» Exercise brief:
Recast the lines below as a Markdown table with the columns "Row" and "Line text": give each line its own numbered row, skip blank lines, and leave the pictures out.

» Input material:
========
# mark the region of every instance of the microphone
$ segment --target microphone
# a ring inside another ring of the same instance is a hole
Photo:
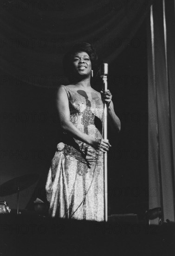
[[[102,77],[108,74],[108,64],[102,63],[100,67],[100,75]]]

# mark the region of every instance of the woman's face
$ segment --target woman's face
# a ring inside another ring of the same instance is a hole
[[[83,76],[91,76],[91,61],[89,55],[85,52],[75,54],[73,57],[73,65],[77,74]]]

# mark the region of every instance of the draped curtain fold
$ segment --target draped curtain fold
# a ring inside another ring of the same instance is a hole
[[[174,221],[175,2],[155,1],[147,24],[149,206]]]
[[[130,43],[151,3],[147,0],[14,2],[2,3],[1,68],[7,75],[4,79],[18,76],[22,85],[47,88],[66,82],[62,60],[76,42],[92,44],[105,62],[115,60]],[[133,43],[139,44],[138,39]]]

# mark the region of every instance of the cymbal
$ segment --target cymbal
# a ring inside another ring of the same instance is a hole
[[[0,186],[0,196],[13,195],[19,191],[25,189],[35,183],[39,178],[37,174],[30,174],[16,177]]]

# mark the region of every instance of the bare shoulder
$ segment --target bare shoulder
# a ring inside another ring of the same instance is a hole
[[[59,85],[58,87],[56,92],[57,96],[60,95],[61,95],[61,96],[64,96],[66,94],[66,92],[64,87],[64,85]]]

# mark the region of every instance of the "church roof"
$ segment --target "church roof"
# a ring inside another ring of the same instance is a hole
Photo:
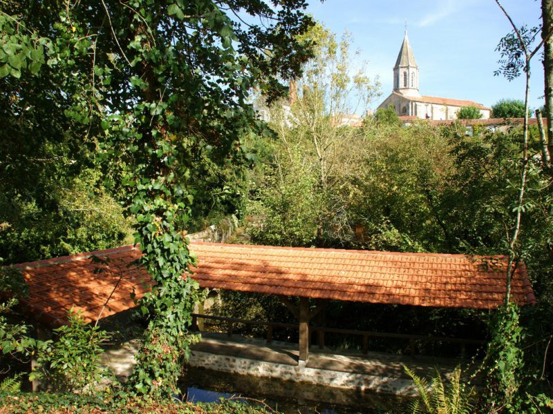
========
» Written reply:
| Row | Line text |
|---|---|
| 1 | # mark the region of every instance of the microphone |
| 2 | $ segment --target microphone |
| 3 | # a ring inside another ring of the same instance is a hole |
| 4 | Photo: |
| 5 | [[[102,77],[108,74],[108,64],[102,63],[100,67],[100,75]]] |
| 6 | # mark the region of every instance of the woman's face |
| 7 | $ segment --target woman's face |
| 8 | # a ring inside another ring of the same instance is a hole |
| 9 | [[[83,76],[91,76],[91,61],[89,55],[85,52],[75,54],[73,57],[73,65],[77,74]]] |
| 10 | # mark the region of every instance of the draped curtain fold |
| 11 | $ segment --target draped curtain fold |
| 12 | # a ring inside another ring of the same instance is a hole |
| 13 | [[[174,221],[175,2],[155,1],[147,24],[149,206]]] |
| 14 | [[[130,43],[151,3],[147,0],[14,2],[2,3],[1,68],[7,75],[4,79],[18,76],[22,85],[47,88],[66,82],[62,60],[76,42],[92,44],[105,62],[115,60]],[[133,43],[139,44],[138,39]]] |
| 15 | # mark the region of every instance of the cymbal |
| 16 | $ segment --target cymbal |
| 17 | # a ring inside another ring of the same instance is a hole |
| 18 | [[[0,186],[0,196],[13,195],[19,191],[25,189],[35,183],[39,178],[37,174],[30,174],[16,177]]] |
| 19 | # mark the region of every instance of the bare shoulder |
| 20 | $ segment --target bare shoulder |
| 21 | # a ring inside another ring of the same instance is a hole |
| 22 | [[[59,85],[58,87],[56,92],[57,96],[60,95],[61,95],[61,96],[64,96],[66,94],[66,92],[64,87],[64,85]]] |
| 23 | # mark the region of every instance of the "church roof" |
| 24 | $ segment --target "church roof" |
| 25 | # a ring inside another ring of the same instance is a hole |
| 26 | Photo: |